Exercise description:
Add 110 to every x and y coordinate listed under "Point coordinates" in everything from the line containing "like x=87, y=71." down to the line containing "x=27, y=225", both lines included, and write all of those lines out again in full. Keep the sample values after "laid out like" unchanged.

**** Provided records ****

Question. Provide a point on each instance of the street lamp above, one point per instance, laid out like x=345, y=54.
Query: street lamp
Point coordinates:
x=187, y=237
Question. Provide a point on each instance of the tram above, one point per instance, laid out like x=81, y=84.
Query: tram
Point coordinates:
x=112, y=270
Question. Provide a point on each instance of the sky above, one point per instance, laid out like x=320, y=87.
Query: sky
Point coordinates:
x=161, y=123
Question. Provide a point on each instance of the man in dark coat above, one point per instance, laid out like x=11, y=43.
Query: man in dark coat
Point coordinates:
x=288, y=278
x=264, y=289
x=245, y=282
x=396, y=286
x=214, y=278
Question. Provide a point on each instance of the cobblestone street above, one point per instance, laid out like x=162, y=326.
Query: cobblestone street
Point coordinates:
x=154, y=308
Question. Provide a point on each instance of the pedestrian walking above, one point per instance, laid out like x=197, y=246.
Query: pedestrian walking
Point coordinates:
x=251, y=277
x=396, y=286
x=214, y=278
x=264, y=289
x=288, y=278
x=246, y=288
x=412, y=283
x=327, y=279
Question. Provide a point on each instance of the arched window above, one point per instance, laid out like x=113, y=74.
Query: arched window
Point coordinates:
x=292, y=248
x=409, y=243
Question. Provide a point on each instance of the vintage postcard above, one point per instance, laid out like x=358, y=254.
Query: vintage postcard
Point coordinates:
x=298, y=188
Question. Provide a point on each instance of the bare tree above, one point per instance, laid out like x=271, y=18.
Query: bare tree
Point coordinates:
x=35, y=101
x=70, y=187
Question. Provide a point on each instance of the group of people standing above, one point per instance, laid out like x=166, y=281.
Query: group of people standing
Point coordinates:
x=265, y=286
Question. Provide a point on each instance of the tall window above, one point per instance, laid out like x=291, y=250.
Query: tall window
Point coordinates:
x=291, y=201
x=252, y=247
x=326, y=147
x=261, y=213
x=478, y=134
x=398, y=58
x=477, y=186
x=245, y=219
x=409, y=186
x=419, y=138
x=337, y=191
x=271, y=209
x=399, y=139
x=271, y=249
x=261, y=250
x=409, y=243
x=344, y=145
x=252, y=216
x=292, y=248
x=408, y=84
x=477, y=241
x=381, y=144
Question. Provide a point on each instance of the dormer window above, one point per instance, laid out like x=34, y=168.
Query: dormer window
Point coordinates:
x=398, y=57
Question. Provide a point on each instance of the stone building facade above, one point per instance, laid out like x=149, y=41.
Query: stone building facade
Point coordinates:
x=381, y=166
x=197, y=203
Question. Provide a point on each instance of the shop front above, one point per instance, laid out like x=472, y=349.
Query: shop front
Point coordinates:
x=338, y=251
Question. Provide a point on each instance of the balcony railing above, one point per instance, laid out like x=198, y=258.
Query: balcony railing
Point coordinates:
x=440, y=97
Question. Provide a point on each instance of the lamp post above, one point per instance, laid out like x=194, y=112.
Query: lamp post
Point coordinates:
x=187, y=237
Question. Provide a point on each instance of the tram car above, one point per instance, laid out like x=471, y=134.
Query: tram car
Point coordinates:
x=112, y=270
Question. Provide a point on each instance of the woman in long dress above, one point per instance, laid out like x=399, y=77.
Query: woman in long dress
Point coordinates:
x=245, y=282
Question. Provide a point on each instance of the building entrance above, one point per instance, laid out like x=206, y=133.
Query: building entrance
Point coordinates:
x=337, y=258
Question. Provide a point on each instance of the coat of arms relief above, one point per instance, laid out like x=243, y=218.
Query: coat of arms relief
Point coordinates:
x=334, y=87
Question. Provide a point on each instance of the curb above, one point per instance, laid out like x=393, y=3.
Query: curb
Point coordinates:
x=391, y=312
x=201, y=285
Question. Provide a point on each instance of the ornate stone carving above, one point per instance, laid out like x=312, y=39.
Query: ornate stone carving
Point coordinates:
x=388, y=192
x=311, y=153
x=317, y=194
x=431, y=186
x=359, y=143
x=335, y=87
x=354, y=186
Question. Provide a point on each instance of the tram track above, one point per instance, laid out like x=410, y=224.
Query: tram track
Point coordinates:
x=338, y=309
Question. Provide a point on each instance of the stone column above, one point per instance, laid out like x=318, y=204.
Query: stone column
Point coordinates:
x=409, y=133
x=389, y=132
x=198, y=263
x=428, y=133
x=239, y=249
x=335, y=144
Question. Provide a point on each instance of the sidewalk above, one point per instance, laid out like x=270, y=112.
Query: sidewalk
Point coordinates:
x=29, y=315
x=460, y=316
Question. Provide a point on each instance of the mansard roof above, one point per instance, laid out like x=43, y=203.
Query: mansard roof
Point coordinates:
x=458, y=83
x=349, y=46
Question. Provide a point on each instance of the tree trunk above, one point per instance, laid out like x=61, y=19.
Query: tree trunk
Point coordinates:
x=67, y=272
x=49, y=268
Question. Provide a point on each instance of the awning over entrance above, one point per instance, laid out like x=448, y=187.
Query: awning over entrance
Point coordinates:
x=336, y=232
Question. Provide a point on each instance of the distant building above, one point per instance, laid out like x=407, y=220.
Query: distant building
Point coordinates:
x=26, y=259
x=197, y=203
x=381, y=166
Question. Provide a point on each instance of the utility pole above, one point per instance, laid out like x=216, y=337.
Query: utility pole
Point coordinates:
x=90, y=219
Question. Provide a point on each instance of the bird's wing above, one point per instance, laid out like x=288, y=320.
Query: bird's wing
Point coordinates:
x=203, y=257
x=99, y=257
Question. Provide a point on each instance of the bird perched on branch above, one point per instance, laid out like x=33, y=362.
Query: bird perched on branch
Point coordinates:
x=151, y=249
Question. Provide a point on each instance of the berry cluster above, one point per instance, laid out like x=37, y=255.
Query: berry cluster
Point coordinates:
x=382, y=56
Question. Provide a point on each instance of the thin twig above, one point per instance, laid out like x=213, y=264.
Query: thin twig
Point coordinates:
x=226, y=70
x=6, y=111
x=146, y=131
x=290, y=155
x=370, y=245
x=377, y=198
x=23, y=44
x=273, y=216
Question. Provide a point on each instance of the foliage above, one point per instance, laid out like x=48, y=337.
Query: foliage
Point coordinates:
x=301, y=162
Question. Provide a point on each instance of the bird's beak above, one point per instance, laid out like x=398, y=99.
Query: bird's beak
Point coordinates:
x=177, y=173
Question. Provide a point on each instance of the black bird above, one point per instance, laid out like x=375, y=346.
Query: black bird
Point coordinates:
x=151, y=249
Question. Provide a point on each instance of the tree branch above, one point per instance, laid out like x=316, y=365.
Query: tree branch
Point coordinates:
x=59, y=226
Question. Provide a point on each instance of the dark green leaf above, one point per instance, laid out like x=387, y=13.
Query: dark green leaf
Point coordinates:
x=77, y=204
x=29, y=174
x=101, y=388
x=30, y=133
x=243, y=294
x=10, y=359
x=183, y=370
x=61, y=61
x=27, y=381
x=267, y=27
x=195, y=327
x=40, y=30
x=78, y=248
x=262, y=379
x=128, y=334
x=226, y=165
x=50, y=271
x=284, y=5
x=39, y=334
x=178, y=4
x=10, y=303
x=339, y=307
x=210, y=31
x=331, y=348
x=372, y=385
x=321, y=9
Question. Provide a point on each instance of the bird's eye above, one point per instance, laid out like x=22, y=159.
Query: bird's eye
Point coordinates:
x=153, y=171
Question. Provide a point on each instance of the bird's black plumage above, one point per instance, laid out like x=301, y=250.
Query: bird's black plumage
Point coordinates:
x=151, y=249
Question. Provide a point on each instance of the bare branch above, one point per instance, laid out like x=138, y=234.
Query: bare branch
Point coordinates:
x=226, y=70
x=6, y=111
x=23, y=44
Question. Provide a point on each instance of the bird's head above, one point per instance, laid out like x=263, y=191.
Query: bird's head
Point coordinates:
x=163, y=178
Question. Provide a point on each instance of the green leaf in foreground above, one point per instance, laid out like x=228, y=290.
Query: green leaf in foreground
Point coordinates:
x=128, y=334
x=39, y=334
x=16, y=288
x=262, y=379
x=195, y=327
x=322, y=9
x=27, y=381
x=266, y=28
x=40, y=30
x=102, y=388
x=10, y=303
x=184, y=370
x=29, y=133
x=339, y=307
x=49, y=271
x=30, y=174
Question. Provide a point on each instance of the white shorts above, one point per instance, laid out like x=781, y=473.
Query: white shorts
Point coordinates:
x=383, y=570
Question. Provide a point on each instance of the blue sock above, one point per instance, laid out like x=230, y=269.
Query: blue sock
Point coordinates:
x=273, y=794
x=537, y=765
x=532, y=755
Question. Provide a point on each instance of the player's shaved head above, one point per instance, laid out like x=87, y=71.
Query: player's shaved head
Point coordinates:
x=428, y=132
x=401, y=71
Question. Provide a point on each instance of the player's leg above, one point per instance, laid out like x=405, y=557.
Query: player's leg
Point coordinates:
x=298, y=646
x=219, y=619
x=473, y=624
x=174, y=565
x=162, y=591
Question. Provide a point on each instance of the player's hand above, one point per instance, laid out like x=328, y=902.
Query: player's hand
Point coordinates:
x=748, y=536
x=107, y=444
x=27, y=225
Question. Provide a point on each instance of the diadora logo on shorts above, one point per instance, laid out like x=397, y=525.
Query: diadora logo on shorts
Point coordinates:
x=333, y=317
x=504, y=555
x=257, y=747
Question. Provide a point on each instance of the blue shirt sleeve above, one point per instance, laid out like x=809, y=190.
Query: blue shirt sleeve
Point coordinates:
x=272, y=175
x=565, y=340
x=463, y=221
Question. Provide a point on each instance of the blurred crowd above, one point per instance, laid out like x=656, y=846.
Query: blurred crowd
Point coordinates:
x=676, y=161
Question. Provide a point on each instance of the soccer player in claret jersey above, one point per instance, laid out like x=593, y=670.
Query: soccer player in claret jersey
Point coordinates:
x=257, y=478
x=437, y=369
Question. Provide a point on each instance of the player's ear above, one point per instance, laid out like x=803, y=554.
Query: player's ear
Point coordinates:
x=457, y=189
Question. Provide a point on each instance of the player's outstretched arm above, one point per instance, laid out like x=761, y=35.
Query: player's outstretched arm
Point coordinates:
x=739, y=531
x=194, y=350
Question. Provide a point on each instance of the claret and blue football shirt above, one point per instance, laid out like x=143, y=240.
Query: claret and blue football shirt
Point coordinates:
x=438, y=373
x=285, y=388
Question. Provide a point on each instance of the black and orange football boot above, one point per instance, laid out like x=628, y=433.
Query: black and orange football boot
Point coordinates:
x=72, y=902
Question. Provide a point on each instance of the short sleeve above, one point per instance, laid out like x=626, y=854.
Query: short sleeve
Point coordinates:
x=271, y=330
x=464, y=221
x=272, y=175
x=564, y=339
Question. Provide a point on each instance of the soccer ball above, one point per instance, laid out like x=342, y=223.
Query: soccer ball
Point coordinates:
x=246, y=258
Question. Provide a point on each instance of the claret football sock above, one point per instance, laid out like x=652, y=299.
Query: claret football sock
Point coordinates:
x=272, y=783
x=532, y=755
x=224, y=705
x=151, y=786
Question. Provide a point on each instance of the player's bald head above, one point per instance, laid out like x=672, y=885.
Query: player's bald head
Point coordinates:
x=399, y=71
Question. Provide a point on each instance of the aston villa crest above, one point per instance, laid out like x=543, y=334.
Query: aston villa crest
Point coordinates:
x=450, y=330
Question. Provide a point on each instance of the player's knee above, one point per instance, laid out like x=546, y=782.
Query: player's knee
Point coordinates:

****

Task response:
Question. Provide a point on each instance of the player's shaved head above, one point per instance, laid out like x=87, y=71.
Query: player's shaved head
Point coordinates:
x=538, y=242
x=511, y=181
Question. Provide a point on each instance of the player's leg above, one point per instance, laid out like x=405, y=557.
Query: player's leg
Point coordinates:
x=408, y=756
x=329, y=729
x=583, y=734
x=284, y=675
x=272, y=701
Question. Provide a point on each instance of the player's hand above, one point per instance, laid out like x=328, y=902.
Query: player's hand
Point coordinates:
x=858, y=646
x=217, y=554
x=137, y=335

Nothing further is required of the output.